**Texto citado**
----------------

El modelo de relación del Gobierno de Sánchez con el universo de la información es similar al que practicó Trump: se llama neurosis obsesiva

Foto: El presidente del Gobierno, Pedro Sánchez. (Europa Press/Eduardo Parra)
El presidente del Gobierno, Pedro Sánchez. (Europa Press/Eduardo Parra)

Se atribuye a Voltaire la archifamosa frase “detesto lo que dices, pero defenderé con la vida tu derecho a decirlo”. Su traducción en muchas democracias contemporáneas (también en España, pero no solo en España”) es “detesto lo que dices y, por ello, haré lo posible para que no lo digas”. Es peligroso cuando ese espíritu se trasluce en el comportamiento del poder político, pero no lo es menos, sino más, cuando emana de la propia sociedad.

La censura no es posible salvo en una dictadura. Su lugar lo ocupa el acoso de las jaurías que apatrullan las redes sociales, frecuentemente alimentadas -incluso organizadas en formación de combate- por quienes detentan el poder o aspiran a él. El siglo XXI contempla la reedición de la Inquisición, con sus torquemadas y sus herejes. Y ¡ay!, con los papeles tradicionales cambiados: hoy La Codorniz la prohibiría la izquierda y Voltaire sería quemado en la hoguera por alguna Belarra que lo señalara (suponiendo que Belarra haya leído a Voltaire, que es suponer mucho). La Ilustración expira de forma irreversible a manos de los Savonarolas de nuestro tiempo.

¿Está en peligro la libertad de expresión en España con este Gobierno? Si la pregunta se formula así, la respuesta evidente es que no. No podría estarlo en el marco de una democracia constitucional que pertenece a la Unión Europea. Nada ni nadie me impedirá escribir y difundir este o cualquier otro artículo, por crítico que sea con el poder, siempre que esté dispuesto a asumir que para mí (o para cualquiera que se exprese en el mismo sentido) estarán vetadas las oficinas del oficialismo, así como las de los medios alineados con él; que el periódico que acoja opiniones similares (aunque también acoja las opuestas, como hace El Confidencial) será sometido a asfixia económica, privado de ayudas oficiales y severamente discriminado por las oficinas de prensa gubernamentales en la dispensa de información o en la posibilidad de entrevistar a los gobernantes. Que los directivos de este periódico recibirán llamadas de la Moncloa exigiendo mi cabeza o la de otros colegas. Y que, indefectiblemente, las turbas cibernéticas reclutadas al efecto nos llamarán fascistas. En la España de hoy, si no te han llamado fascista no eres nadie entre los librepensadores. O quizá, en algún momento que ni siquiera recuerdas abdicaste del pensamiento libre.

----------------

**Instrucciones**
A - Enumera todos los medios de comunicación o publicaciones que aparecen nombrados en el artículo sobre la libertad de expresión.
B - Según el titular del artículo sobre la libertad de expresión, ¿qué nombre recibe el modelo de relación del Gobierno de Sánchez con el universo de la información?
C - Prolonga el artículo sobre la libertad de expresión a partir de su última frase, con el mismo tono y estilo.

**Datos proporcionados**
----------------

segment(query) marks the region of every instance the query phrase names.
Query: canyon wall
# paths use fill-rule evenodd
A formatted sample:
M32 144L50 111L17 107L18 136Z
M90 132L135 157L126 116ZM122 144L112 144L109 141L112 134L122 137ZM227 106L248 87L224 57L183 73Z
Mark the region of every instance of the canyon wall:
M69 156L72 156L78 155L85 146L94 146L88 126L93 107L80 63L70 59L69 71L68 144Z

----------------

**Resultados por tarea**
A - La Codorniz, El Confidencial, Europa Press

B - Neurosis obsesiva.

C -
La libertad de expresión en España no está ni más ni menos en peligro que lo estuvo en Estados Unidos durante la primera presidencia de Donald Trump. No se cerraron el New York Times, el Washington Post o la CNN, ni fueron sometidos a censura previa; y ninguno de ellos se privó de criticar sistemática y acerbamente al presidente y sus políticas. Tampoco se derogó la Primera Enmienda de la Constitución, que sacraliza la libertad de expresión. Cuentan, sin embargo, que, en la noche electoral de 2020, se oían por todo el recinto de la Casa Blanca los aullidos de un Trump iracundo insultando a Rupert Murdoch, propietario de la cadena ultraconservadora Fox News. Motivo: a la vista de la evolución de los resultados, los periodistas de la Fox comenzaron a referirse a Biden como “presidente electo”, lo que ya llevaban varias horas haciendo los demás medios. Pronostico que algún día los responsables del consorcio mediático que sostiene a este Gobierno vivirán una situación similar a la de Murdoch.

Foto: El presidente del Gobierno, Pedro Sánchez, ante los medios. (Reuters/Violeta Santos Moura) Opinión

El modelo de relación del Gobierno de Sánchez con el universo de la información es similar al que practicó Trump: se llama neurosis obsesiva. Oscila entre el intervencionismo obsceno en la estructura de propiedad de los medios (de los que se dejan meter mano, entre los que no está El Confidencial), la aplicación selectiva de premios y castigos entre adictos y desafectos y la intimidación como instrumento disuasorio para los rebeldes.

La principal diferencia es que, por desgracia, los medios informativos en España son mucho más débiles y dependientes de los poderes públicos que los norteamericanos. Es cierto que nadie puede prohibirte publicar lo que desees siempre que no violes la ley que protege la libertad y la seguridad de los demás; pero cualquier gobierno de monda, incluso un alcalde -para qué hablar de las empresas públicas disfrazadas de privadas- puede hacerte la vida realmente difícil si se lo propone. Al parecer, este se lo ha propuesto.

Foto: Correo electrónico Rubén Eladio López. (EC)

Fango, pseudomedios, tabloides digitales, máquinas de bulos… La fábrica monclovita de neologismos posee una fertilidad asombrosa; tanto como la disciplina con la que el presidente repite hasta la náusea las consignas que le suministra su servicio de propaganda. En las últimas semanas, Sánchez ha pronunciado la palabra “fango” no menos de un millar de veces, viniera o no a cuento. Coincide con la fase histérica en que entraron Pedro el Grande (el del barrio de Tetuán, no el de San Petersburgo) y su corte cuando El Confidencial y otros medios comenzaron a publicar informaciones veraces y no desmentidas, potencialmente comprometedoras para Begoña Gómez.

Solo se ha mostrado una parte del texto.